Written task: Restate the entries below verbatim.

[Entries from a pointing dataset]
▬▬▬▬▬▬▬▬▬▬

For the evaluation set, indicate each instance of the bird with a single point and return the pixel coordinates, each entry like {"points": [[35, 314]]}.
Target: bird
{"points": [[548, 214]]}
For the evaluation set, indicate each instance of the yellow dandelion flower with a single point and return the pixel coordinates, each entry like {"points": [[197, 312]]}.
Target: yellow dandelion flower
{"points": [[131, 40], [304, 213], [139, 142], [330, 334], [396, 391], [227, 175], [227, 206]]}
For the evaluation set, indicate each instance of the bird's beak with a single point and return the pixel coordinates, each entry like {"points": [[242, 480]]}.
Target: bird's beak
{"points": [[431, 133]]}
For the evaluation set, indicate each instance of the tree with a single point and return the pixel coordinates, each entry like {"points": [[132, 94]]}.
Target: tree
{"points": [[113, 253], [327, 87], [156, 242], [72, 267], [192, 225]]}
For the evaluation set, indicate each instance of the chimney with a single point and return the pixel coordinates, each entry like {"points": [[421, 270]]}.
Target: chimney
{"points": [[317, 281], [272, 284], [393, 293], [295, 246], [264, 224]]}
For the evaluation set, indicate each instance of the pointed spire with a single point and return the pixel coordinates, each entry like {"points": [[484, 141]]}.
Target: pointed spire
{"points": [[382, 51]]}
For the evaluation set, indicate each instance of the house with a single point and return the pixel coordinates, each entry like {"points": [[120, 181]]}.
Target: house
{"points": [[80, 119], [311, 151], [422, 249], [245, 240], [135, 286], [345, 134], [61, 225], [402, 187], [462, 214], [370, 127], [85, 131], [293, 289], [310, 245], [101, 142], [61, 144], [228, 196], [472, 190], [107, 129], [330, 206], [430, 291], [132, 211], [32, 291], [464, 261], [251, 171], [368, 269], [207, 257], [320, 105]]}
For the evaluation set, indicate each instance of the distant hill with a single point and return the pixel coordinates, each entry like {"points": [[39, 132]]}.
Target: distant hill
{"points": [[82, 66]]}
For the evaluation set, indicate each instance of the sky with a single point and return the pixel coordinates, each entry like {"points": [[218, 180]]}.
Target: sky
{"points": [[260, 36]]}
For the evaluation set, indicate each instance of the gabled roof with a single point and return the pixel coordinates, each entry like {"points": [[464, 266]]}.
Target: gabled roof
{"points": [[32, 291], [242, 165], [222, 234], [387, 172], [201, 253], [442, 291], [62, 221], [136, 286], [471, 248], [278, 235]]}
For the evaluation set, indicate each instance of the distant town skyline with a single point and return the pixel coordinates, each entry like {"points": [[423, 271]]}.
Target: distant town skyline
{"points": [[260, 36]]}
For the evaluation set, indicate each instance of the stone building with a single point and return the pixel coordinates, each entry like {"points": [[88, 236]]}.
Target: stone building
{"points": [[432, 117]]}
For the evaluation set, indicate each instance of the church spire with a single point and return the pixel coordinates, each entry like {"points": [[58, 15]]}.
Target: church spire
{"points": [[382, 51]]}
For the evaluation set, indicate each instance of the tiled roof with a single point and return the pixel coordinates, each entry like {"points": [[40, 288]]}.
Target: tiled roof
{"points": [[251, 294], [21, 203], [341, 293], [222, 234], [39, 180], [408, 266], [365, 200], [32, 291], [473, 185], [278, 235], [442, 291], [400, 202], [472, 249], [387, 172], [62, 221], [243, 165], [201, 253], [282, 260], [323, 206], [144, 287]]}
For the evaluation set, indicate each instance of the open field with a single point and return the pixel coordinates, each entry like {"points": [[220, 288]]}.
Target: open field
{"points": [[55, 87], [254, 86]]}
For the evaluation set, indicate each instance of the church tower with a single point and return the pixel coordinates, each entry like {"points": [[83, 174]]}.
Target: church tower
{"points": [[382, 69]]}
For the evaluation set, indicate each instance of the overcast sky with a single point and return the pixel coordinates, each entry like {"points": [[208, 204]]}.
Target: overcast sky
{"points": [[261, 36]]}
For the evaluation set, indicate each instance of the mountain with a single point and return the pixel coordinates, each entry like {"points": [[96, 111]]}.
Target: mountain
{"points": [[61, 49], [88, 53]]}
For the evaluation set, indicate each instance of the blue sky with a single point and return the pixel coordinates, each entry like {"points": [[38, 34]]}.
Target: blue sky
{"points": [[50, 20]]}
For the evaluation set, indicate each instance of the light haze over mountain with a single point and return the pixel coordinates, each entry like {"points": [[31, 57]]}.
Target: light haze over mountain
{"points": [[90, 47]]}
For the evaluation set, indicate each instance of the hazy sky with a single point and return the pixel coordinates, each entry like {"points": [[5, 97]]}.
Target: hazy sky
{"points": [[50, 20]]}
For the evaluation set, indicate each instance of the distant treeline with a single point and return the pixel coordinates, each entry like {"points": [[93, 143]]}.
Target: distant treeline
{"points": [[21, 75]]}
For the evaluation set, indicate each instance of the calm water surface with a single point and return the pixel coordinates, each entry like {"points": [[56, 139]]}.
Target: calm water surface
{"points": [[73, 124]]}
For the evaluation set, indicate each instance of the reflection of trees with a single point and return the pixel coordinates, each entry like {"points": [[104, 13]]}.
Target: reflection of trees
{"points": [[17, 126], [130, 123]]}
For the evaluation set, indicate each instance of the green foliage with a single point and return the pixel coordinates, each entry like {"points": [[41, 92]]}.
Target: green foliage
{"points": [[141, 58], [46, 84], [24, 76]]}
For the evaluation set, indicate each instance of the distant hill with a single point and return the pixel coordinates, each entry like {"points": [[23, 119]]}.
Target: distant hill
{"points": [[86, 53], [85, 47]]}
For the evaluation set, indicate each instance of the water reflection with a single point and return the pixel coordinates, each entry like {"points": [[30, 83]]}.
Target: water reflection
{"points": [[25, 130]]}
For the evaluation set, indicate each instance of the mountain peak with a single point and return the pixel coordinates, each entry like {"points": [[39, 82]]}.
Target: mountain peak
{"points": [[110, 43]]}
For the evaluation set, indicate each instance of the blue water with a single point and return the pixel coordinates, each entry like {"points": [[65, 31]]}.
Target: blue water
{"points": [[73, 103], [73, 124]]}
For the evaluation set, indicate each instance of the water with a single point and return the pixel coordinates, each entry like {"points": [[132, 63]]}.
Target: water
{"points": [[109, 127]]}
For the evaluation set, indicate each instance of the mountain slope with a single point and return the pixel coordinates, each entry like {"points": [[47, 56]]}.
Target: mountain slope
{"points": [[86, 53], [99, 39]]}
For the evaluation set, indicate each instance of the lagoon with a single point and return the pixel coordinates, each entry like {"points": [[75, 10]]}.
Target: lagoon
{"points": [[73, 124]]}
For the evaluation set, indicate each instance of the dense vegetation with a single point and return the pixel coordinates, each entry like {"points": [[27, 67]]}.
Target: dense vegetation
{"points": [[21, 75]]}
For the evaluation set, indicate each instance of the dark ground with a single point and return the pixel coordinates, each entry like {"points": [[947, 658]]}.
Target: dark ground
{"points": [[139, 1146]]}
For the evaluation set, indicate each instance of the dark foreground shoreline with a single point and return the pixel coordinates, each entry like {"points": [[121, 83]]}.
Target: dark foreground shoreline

▬▬▬▬▬▬▬▬▬▬

Answer for the task:
For the evaluation set, indicate each instance of the bird with a single point and return the pixel coordinates, each entry like {"points": [[35, 314]]}.
Target: bird
{"points": [[548, 214]]}
For the evaluation set, indicate each instance of the yellow dandelion flower with a single point and return the pixel coordinates, each entry like {"points": [[197, 312]]}.
Target: yellow dandelion flower
{"points": [[131, 40], [304, 213], [139, 142], [330, 334], [396, 391], [227, 175], [227, 206]]}
For the evaluation set, indicate each instance of the bird's beak with a single point and return the pixel coordinates, each entry like {"points": [[242, 480]]}.
Target: bird's beak
{"points": [[431, 133]]}
For the evaluation set, indicate each instance of the tree with a single point and return the pixel coordinates, each entry like {"points": [[132, 94]]}.
Target: tree
{"points": [[113, 253], [327, 87], [156, 242], [72, 267], [192, 225]]}
For the evaluation set, indicate each instance of the chimney with a single point and return the pixel coordinates, each entry like {"points": [[421, 270]]}.
Target: chimney
{"points": [[317, 281], [272, 284], [393, 293], [295, 246], [264, 224]]}
For the evaluation set, indicate each instance of the pointed spire with a single point and return the pixel coordinates, each entry like {"points": [[484, 141]]}.
Target: pointed spire
{"points": [[382, 51]]}
For the evaluation set, indicate each instance of the house with a single point and return the pixel coordinates, each entry like {"points": [[120, 181]]}.
Target: house
{"points": [[80, 119], [311, 151], [422, 249], [245, 240], [135, 286], [345, 134], [61, 225], [402, 187], [462, 214], [370, 127], [85, 131], [293, 289], [310, 245], [101, 142], [61, 144], [228, 196], [472, 190], [107, 129], [330, 206], [430, 291], [132, 211], [32, 291], [464, 261], [251, 171], [368, 269], [207, 257], [320, 105]]}
For the evaluation set, indicate each instance of the distant hill with a single point and return the pixel coordinates, each entry like {"points": [[39, 132]]}.
Target: distant hill
{"points": [[82, 66]]}
For the evaluation set, indicate each instance of the sky with a single point and return the pixel coordinates, each entry like {"points": [[218, 180]]}.
Target: sky
{"points": [[260, 36]]}
For the evaluation set, indicate each instance of the gabled roof with a single point and return the pixel coordinates, each entry like {"points": [[464, 266]]}.
Target: gabled roof
{"points": [[32, 291], [242, 165], [222, 234], [387, 172], [201, 253], [442, 291], [62, 221], [136, 286], [471, 248], [278, 235]]}
For the evaluation set, indicate each instance of the distant town skyline with a single point and return the pixel coordinates, each entry like {"points": [[423, 271]]}.
Target: distant town skyline
{"points": [[260, 36]]}
For the evaluation set, indicate each instance of the stone building with a single point and return the pixel coordinates, each entry like {"points": [[88, 236]]}.
Target: stone building
{"points": [[432, 117]]}
For the evaluation set, indicate each instance of the church spire with a single point and return the pixel coordinates, each entry like {"points": [[58, 15]]}.
Target: church spire
{"points": [[382, 51]]}
For the evaluation set, indicate each instance of the tiled roof with a single point and return the pixel coordinates, each entry like {"points": [[40, 288]]}.
Target: tiled roof
{"points": [[251, 294], [21, 203], [341, 293], [222, 234], [39, 180], [408, 266], [365, 200], [32, 291], [473, 185], [278, 235], [442, 291], [400, 202], [472, 249], [387, 172], [62, 221], [243, 165], [201, 253], [282, 260], [323, 206], [144, 287]]}
For the evaluation set, indicate each instance of the open field with a single point and return the pixel coordinates, each entry like {"points": [[220, 288]]}.
Target: open field
{"points": [[55, 87], [254, 86]]}
For the evaluation set, indicate each instance of the church tower with a single point and return the pixel coordinates, each entry like {"points": [[83, 174]]}.
Target: church tower
{"points": [[382, 69]]}
For the evaluation set, indicate each instance of the overcast sky with a single point and return the pixel coordinates, each entry like {"points": [[208, 204]]}.
Target: overcast sky
{"points": [[261, 36]]}
For the evaluation set, indicate each instance of the mountain with a single point and return the pixel coordinates, each entry like {"points": [[96, 111]]}.
Target: mountain
{"points": [[61, 49], [88, 53]]}
For the evaluation set, indicate each instance of the blue sky with a single point and return the pixel coordinates, each entry like {"points": [[38, 34]]}.
Target: blue sky
{"points": [[50, 20]]}
For the evaluation set, indicate each instance of the light haze over mountain with a single point and return the pixel coordinates, each entry like {"points": [[31, 57]]}.
Target: light haze over mountain
{"points": [[90, 47]]}
For the evaluation set, indicate each instance of the hazy sky with a single point and return the pixel coordinates, each entry like {"points": [[5, 97]]}.
Target: hazy sky
{"points": [[50, 20]]}
For the evaluation set, indicate each instance of the distant treeline with a single point and return the pixel coordinates, each entry like {"points": [[93, 143]]}.
Target: distant treeline
{"points": [[21, 75]]}
For the evaluation set, indicate each instance of the calm water surface with a single point and return the pixel coordinates, each entry like {"points": [[56, 139]]}.
Target: calm water surface
{"points": [[73, 124]]}
For the evaluation set, indicate each instance of the reflection of trees with a single point and return the pixel coordinates, each entry like {"points": [[104, 13]]}.
Target: reflection of trees
{"points": [[17, 126], [130, 123]]}
For the evaluation set, indicate each instance of the green foliage with a single point and return the pixel coordinates, each entry like {"points": [[41, 92]]}.
Target: green foliage
{"points": [[141, 58], [46, 84], [24, 76]]}
For the evaluation set, indicate each instance of the distant hill with a single point and return the pixel coordinates, each entry like {"points": [[23, 119]]}.
Target: distant hill
{"points": [[86, 53], [85, 47]]}
For the evaluation set, indicate each instance of the water reflection with a single point and return the pixel coordinates, each entry like {"points": [[30, 83]]}.
Target: water reflection
{"points": [[25, 130]]}
For the evaluation set, indicate each instance of the mountain peak with a single point and return the pixel coordinates, each entry like {"points": [[39, 82]]}.
Target: mountain peak
{"points": [[110, 43]]}
For the evaluation set, indicate each instance of the blue water with a single point and return the pixel coordinates, each entry like {"points": [[65, 31]]}.
Target: blue water
{"points": [[73, 103], [73, 124]]}
For the evaluation set, indicate each instance of the water with a single point and return the pixel coordinates, each entry like {"points": [[132, 63]]}.
Target: water
{"points": [[109, 127]]}
For the evaluation set, indicate each instance of the mountain slope with a single point and return the pixel coordinates, each entry like {"points": [[47, 56]]}.
Target: mountain slope
{"points": [[86, 53], [99, 39]]}
For the evaluation set, indicate each instance of the lagoon with a single point and return the pixel coordinates, each entry like {"points": [[75, 10]]}.
Target: lagoon
{"points": [[73, 124]]}
For the evaluation set, indicate each instance of the dense vegetation with a single point and return the pixel coordinates, each entry like {"points": [[27, 67]]}.
Target: dense vegetation
{"points": [[21, 75]]}
For the evaluation set, indicate each instance of the dark ground with a single point and return the pixel coordinates, each entry like {"points": [[947, 658]]}.
Target: dark ground
{"points": [[139, 1146]]}
For the evaluation set, indicate each instance of the dark foreground shoreline with a single point and return the pixel coordinates, each entry like {"points": [[121, 83]]}.
Target: dark foreground shoreline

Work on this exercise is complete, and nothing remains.